* **Text block**
Development of these tools also promotes and facilitates communication between specialists within and between institutions, and advances the scientific knowledge. The research committee of the American Shoulder and Elbow Surgeons demonstrated this in 1994 [23].

Full compliance was obtained in this study. This may be due to the simplicity of the adapted self-administered questionnaire as well as the opportunity patients received to glimpse into the way surgeons specifically assess their own work and, therefore, their patient’s post-operative status/result.

The minimum (0) and maximum (100) values were not reached for the scores filled by either patient or surgeon. Therefore, there was no ceiling or floor effect. According to Terwee et al. [24], in the presence of a ceiling or floor effect of more than 15%, there is an inherent problem with the validity of the contents when generating questionnaire items.

Saved entries
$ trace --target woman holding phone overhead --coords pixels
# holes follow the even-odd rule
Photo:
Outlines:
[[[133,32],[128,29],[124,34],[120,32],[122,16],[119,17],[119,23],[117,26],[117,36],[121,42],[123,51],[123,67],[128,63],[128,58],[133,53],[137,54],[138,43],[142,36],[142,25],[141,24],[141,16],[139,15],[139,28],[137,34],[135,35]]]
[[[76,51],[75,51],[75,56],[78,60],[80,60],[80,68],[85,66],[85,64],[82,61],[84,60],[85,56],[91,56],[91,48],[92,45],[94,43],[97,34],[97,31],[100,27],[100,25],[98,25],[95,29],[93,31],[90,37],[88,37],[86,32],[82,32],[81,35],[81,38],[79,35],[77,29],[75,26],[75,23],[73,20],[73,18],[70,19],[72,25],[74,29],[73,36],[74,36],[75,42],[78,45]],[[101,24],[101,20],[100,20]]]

* **Task brief**
In the text about the self-administered questionnaire, what size of ceiling or floor effect do Terwee et al. say points to a problem with the validity of the contents?

* **Result of the exercise**
A ceiling or floor effect of more than 15%.